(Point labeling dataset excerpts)
▶
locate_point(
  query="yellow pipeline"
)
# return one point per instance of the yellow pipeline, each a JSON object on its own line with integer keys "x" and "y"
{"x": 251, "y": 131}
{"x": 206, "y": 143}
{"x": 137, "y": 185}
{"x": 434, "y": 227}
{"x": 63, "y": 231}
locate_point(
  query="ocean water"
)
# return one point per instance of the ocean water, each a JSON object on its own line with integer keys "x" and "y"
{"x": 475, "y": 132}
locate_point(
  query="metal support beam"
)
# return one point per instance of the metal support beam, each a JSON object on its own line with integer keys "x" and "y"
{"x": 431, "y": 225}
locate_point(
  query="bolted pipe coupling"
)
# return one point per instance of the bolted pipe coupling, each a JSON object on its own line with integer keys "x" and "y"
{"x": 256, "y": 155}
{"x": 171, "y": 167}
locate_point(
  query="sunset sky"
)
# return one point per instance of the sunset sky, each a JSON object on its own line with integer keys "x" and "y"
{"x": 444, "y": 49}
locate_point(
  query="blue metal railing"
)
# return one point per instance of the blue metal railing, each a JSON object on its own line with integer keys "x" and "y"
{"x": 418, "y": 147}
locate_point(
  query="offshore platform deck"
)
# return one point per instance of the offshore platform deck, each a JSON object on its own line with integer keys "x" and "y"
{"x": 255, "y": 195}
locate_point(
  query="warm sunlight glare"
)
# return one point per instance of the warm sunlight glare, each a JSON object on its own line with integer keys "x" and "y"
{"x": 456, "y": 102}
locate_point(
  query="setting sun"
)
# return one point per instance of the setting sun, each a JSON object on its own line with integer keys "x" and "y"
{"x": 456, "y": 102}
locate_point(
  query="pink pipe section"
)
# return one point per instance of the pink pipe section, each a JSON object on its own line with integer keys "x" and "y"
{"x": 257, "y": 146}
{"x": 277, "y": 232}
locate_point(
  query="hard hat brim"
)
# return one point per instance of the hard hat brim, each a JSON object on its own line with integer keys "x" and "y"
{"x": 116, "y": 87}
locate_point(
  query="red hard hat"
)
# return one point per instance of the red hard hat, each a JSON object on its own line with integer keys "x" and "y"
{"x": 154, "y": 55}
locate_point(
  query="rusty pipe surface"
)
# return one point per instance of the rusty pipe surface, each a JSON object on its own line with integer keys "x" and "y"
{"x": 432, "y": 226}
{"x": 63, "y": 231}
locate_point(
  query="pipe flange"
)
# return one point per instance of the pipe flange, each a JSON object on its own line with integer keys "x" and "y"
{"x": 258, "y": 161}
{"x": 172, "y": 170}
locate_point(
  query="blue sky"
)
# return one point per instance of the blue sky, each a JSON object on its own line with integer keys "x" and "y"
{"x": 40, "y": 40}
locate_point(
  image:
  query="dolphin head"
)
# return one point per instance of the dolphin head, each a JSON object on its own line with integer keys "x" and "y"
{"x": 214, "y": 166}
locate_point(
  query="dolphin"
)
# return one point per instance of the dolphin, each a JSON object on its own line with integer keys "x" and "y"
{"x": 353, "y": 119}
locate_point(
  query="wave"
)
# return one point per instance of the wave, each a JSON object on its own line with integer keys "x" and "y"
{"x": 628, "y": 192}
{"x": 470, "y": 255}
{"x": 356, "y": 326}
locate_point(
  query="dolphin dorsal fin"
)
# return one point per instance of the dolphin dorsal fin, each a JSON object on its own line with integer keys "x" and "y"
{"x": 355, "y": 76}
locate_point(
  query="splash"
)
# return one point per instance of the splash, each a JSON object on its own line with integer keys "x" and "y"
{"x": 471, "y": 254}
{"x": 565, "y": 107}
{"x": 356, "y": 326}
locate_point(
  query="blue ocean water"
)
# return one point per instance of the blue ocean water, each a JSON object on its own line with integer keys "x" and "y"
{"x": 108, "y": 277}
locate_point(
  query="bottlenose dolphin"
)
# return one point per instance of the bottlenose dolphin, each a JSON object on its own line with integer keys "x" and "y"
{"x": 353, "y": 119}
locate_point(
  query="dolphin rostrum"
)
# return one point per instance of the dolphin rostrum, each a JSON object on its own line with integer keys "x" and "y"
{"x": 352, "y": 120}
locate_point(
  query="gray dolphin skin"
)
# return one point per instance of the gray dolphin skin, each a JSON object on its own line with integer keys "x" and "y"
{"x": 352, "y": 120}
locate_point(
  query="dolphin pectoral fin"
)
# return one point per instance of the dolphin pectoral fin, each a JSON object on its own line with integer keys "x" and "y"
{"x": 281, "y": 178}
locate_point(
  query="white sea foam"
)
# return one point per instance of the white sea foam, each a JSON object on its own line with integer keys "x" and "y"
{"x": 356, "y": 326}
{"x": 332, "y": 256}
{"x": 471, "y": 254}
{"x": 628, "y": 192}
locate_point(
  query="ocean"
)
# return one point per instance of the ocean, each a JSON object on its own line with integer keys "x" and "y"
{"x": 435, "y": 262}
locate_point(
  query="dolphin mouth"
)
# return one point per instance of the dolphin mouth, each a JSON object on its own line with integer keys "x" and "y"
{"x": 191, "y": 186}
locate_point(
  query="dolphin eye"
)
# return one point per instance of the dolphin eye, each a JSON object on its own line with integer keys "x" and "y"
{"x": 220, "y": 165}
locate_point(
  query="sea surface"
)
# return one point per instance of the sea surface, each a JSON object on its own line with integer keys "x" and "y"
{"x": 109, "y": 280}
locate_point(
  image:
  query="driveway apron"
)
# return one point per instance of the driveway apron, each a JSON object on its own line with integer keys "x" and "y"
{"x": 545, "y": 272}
◀
All of the entries above must be quoted exactly.

- **Reply to the exercise**:
locate_point(
  query="yellow pipeline"
)
# return one point per instance of the yellow pipeline, each a JSON object on its own line with integer keys "x" and "y"
{"x": 251, "y": 131}
{"x": 206, "y": 143}
{"x": 137, "y": 185}
{"x": 434, "y": 227}
{"x": 63, "y": 231}
locate_point(
  query="ocean water"
)
# return one point per instance of the ocean water, each a JSON object on its own line with integer keys "x" and "y"
{"x": 475, "y": 132}
locate_point(
  query="metal support beam"
)
# return one point per instance of the metal support beam, each a JSON object on its own line with integer keys "x" and "y"
{"x": 431, "y": 225}
locate_point(
  query="bolted pipe coupling"
)
# return one point per instance of the bolted pipe coupling, each a JSON object on its own line with integer keys "x" and "y"
{"x": 256, "y": 155}
{"x": 171, "y": 167}
locate_point(
  query="sunset sky"
)
# return one point per instance of the sunset sky, each a JSON object on its own line with integer keys "x" and "y"
{"x": 444, "y": 49}
locate_point(
  query="blue metal railing"
)
# return one point per instance of the blue metal railing, each a JSON object on its own line with integer keys "x" and "y"
{"x": 418, "y": 147}
locate_point(
  query="offshore platform deck"
)
# return one point per instance of the offshore platform deck, each a JSON object on its own line with integer keys "x" and "y"
{"x": 255, "y": 195}
locate_point(
  query="warm sunlight glare"
)
# return one point per instance of the warm sunlight glare, each a JSON object on its own line with integer keys "x" and "y"
{"x": 456, "y": 102}
locate_point(
  query="setting sun"
)
# return one point per instance of the setting sun, each a JSON object on its own line with integer keys "x" and "y"
{"x": 456, "y": 102}
locate_point(
  query="pink pipe section"
)
# return one point per instance of the pink pipe section, each a JSON object on its own line with integer keys "x" and "y"
{"x": 257, "y": 146}
{"x": 277, "y": 232}
locate_point(
  query="hard hat brim"
)
# return one point per instance of the hard hat brim, each a JSON object on its own line with integer keys "x" and "y"
{"x": 116, "y": 87}
locate_point(
  query="red hard hat"
)
# return one point per instance of the red hard hat, each a JSON object on its own line with integer keys "x" and "y"
{"x": 154, "y": 55}
locate_point(
  query="rusty pipe surface"
)
# return one point per instance of the rusty pipe surface, each a JSON object on its own line with integer keys "x" and "y"
{"x": 432, "y": 226}
{"x": 63, "y": 231}
locate_point(
  query="pipe flange"
)
# return one point per instance of the pipe flange, each a JSON object on its own line with integer keys "x" and "y"
{"x": 258, "y": 161}
{"x": 172, "y": 170}
locate_point(
  query="blue sky"
)
# return one point per instance of the blue sky, each a JSON object on its own line with integer keys "x" and "y"
{"x": 40, "y": 40}
locate_point(
  image:
  query="dolphin head"
)
# return one point per instance of the dolphin head, each a JSON object on its own line with integer keys "x" and "y"
{"x": 214, "y": 166}
locate_point(
  query="dolphin"
)
# return one point per instance of the dolphin, each a JSON object on its own line with integer keys "x" and "y"
{"x": 353, "y": 119}
locate_point(
  query="wave"
)
# return one point per instance of the wave, each a JSON object on its own line with integer keys "x" and "y"
{"x": 628, "y": 192}
{"x": 470, "y": 255}
{"x": 356, "y": 326}
locate_point(
  query="dolphin dorsal fin"
)
# return one point per instance of the dolphin dorsal fin, each a JSON object on its own line with integer keys "x" and "y"
{"x": 355, "y": 76}
locate_point(
  query="splash"
)
# return one point per instance of the splash, each a JSON object on its own line with integer keys "x" and "y"
{"x": 471, "y": 254}
{"x": 565, "y": 107}
{"x": 356, "y": 326}
locate_point(
  query="blue ocean water"
)
# return one point per instance of the blue ocean water, each a JSON object on its own line with integer keys "x" and "y"
{"x": 108, "y": 277}
locate_point(
  query="bottlenose dolphin"
)
# return one point per instance of the bottlenose dolphin, each a JSON object on its own line with integer keys "x" and "y"
{"x": 353, "y": 119}
locate_point(
  query="dolphin rostrum"
)
# return one point per instance of the dolphin rostrum, each a JSON object on its own line with integer keys "x" and "y"
{"x": 352, "y": 120}
locate_point(
  query="gray dolphin skin"
)
# return one point per instance of the gray dolphin skin, each a JSON object on its own line with integer keys "x" and "y"
{"x": 352, "y": 120}
locate_point(
  query="dolphin pectoral fin"
)
# return one point per instance of the dolphin pectoral fin, each a JSON object on its own line with integer keys "x" and "y"
{"x": 281, "y": 178}
locate_point(
  query="white sea foam"
)
# return one point per instance of the white sea foam, each a JSON object on its own line with integer keys "x" and "y"
{"x": 356, "y": 326}
{"x": 332, "y": 256}
{"x": 471, "y": 254}
{"x": 628, "y": 192}
locate_point(
  query="ocean"
)
# return one point per instance of the ocean, each a JSON object on its own line with integer keys "x" and "y"
{"x": 435, "y": 262}
locate_point(
  query="dolphin mouth"
)
# return one point per instance of the dolphin mouth, each a JSON object on its own line with integer keys "x" and "y"
{"x": 191, "y": 186}
locate_point(
  query="dolphin eye"
)
# return one point per instance of the dolphin eye, each a JSON object on its own line with integer keys "x" and "y"
{"x": 220, "y": 165}
locate_point(
  query="sea surface"
)
# return one point per instance of the sea surface, each a JSON object on its own line with integer keys "x" and "y"
{"x": 109, "y": 280}
locate_point(
  image:
  query="driveway apron"
)
# return one point per instance of the driveway apron, each a JSON object on its own line with integer keys "x" and "y"
{"x": 545, "y": 272}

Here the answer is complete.